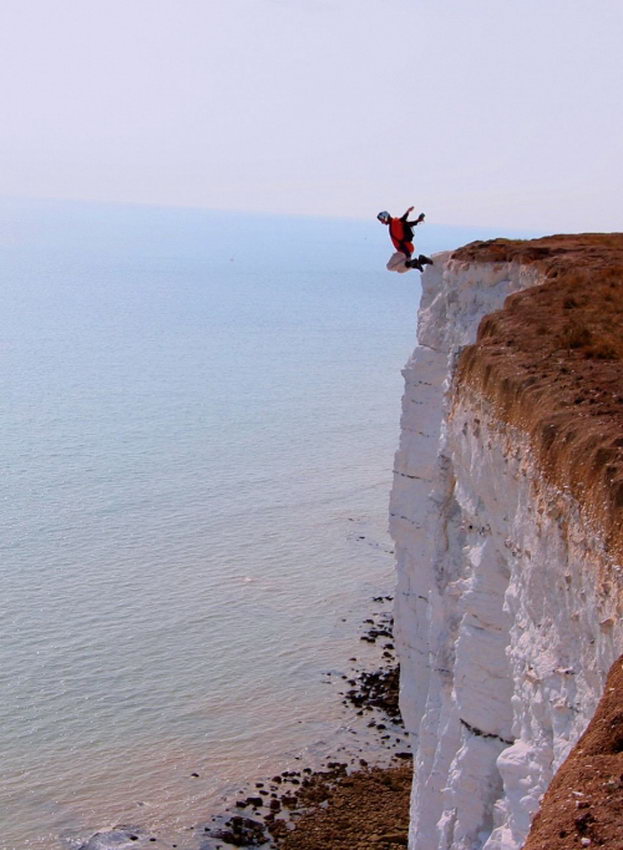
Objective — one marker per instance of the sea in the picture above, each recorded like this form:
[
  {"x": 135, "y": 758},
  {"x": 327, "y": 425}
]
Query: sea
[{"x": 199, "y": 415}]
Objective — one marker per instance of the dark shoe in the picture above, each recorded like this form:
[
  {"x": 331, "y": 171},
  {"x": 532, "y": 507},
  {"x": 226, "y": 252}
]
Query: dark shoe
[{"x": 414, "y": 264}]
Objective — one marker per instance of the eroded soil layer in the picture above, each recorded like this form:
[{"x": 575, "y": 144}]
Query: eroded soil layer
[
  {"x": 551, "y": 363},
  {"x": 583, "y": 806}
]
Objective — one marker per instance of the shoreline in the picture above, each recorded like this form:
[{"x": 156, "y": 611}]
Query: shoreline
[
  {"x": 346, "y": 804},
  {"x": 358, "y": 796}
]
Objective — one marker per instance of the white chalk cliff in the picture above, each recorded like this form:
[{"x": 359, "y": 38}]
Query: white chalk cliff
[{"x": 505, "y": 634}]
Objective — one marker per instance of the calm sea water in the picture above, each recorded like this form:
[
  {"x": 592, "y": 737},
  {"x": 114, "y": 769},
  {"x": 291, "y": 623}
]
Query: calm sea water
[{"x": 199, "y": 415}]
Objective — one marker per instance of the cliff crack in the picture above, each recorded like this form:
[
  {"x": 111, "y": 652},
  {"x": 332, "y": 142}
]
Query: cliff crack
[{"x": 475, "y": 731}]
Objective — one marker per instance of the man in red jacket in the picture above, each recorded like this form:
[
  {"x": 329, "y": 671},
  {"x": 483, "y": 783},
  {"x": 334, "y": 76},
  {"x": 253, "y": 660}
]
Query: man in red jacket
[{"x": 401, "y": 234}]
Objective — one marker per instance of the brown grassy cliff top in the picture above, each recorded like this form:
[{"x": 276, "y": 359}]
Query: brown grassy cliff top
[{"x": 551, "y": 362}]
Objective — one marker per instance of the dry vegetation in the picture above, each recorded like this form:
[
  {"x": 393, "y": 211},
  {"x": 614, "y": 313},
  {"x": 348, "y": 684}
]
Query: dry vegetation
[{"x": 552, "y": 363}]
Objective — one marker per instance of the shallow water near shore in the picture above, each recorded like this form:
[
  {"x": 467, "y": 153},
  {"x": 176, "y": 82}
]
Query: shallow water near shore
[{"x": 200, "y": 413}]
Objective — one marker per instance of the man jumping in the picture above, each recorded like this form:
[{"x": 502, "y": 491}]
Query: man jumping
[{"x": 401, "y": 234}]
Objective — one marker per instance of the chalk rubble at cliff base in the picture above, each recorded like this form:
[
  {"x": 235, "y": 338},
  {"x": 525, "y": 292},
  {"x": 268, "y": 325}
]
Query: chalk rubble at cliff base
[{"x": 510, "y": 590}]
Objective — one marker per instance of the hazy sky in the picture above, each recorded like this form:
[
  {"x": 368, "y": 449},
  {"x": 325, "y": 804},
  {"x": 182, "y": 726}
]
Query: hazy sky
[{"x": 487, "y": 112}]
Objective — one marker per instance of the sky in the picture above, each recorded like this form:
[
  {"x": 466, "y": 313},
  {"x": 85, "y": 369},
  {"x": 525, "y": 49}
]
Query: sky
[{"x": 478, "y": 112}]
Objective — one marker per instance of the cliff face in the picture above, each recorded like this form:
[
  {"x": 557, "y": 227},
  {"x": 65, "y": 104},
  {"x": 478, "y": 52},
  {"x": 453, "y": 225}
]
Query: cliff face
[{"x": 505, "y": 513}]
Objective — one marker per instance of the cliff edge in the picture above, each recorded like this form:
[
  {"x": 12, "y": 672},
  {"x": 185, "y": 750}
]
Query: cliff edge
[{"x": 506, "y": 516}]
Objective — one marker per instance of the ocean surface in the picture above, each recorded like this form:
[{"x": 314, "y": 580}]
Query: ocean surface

________________________

:: Written problem ::
Transcribe the material exactly, and leave out whatever pictures it holds.

:: Finished task ::
Objective — one marker per instance of the sea in the picture above, each recorded like this form:
[
  {"x": 135, "y": 758},
  {"x": 327, "y": 425}
]
Query: sea
[{"x": 199, "y": 415}]
Objective — one marker per instance of the dark shoe in the picture above, each recorded like this form:
[
  {"x": 331, "y": 171},
  {"x": 532, "y": 507},
  {"x": 226, "y": 252}
]
Query: dark shoe
[{"x": 414, "y": 264}]
Objective — one marker per instance of the eroded soil layer in the picture above, each recorded like this form:
[{"x": 575, "y": 144}]
Query: eroded soil layer
[
  {"x": 551, "y": 363},
  {"x": 583, "y": 806}
]
Objective — one marker per instance of the shoreline in the picture above, each recorded like this form:
[{"x": 156, "y": 611}]
Query: shoreline
[
  {"x": 346, "y": 804},
  {"x": 358, "y": 796}
]
Objective — one marker per instance of the white chalk cliff in the picture above, each recorded like this form:
[{"x": 359, "y": 38}]
Query: white chalk cliff
[{"x": 505, "y": 634}]
Objective — one marker per instance of the calm sea water in the picture above, each recorded like this form:
[
  {"x": 592, "y": 737},
  {"x": 114, "y": 769},
  {"x": 291, "y": 623}
]
Query: calm sea water
[{"x": 199, "y": 415}]
Objective — one marker per instance of the cliff crack in the picture above, each recorded like this form:
[
  {"x": 111, "y": 652},
  {"x": 332, "y": 142}
]
Query: cliff crack
[{"x": 475, "y": 731}]
Objective — one marker per instance of the man in red jacket in the picture above, each recorded like this form:
[
  {"x": 329, "y": 671},
  {"x": 483, "y": 783},
  {"x": 334, "y": 76},
  {"x": 253, "y": 660}
]
Query: man in red jacket
[{"x": 401, "y": 234}]
Objective — one marker per instance of the brown grassy cliff top in the picture above, each recorded like this form:
[{"x": 276, "y": 359}]
Query: brown grassy cliff top
[{"x": 551, "y": 362}]
Objective — one marker per instance of the dry vegetation in the picture above, each recorded like this form:
[
  {"x": 393, "y": 211},
  {"x": 614, "y": 313},
  {"x": 348, "y": 684}
]
Query: dry vegetation
[{"x": 552, "y": 363}]
Objective — one marker per instance of the shallow water near shore in the picture above, each recorded like this form:
[
  {"x": 467, "y": 153},
  {"x": 176, "y": 82}
]
Query: shallow water near shore
[{"x": 200, "y": 413}]
Objective — one marker per instance of the man jumping in the picture above, each recorded like this form:
[{"x": 502, "y": 491}]
Query: man jumping
[{"x": 401, "y": 234}]
Objective — one marker per instance of the chalk rubble at cliff base in the picture above, each recorded like this form:
[
  {"x": 235, "y": 338},
  {"x": 525, "y": 292},
  {"x": 268, "y": 325}
]
Query: chalk rubble at cliff base
[{"x": 510, "y": 590}]
Objective — one marker per instance of the hazy sky in the picture above, each recorded like this form:
[
  {"x": 368, "y": 449},
  {"x": 325, "y": 804},
  {"x": 182, "y": 726}
]
Query: hazy sky
[{"x": 487, "y": 112}]
Objective — one marker per instance of the sky in the picture above, each recorded like this form:
[
  {"x": 466, "y": 313},
  {"x": 85, "y": 369},
  {"x": 525, "y": 49}
]
Query: sky
[{"x": 478, "y": 112}]
Objective — one marker per instance of the cliff face in the picture above, each recorded like this form:
[
  {"x": 557, "y": 227},
  {"x": 65, "y": 104},
  {"x": 478, "y": 52},
  {"x": 453, "y": 225}
]
Query: cliff face
[{"x": 505, "y": 513}]
Objective — one marker per instance of the cliff edge in the picture above, each recorded like this form:
[
  {"x": 12, "y": 672},
  {"x": 185, "y": 750}
]
Query: cliff edge
[{"x": 506, "y": 516}]
Objective — one marker per instance of the ocean surface in the picture above, each recorded like this form:
[{"x": 314, "y": 580}]
Query: ocean surface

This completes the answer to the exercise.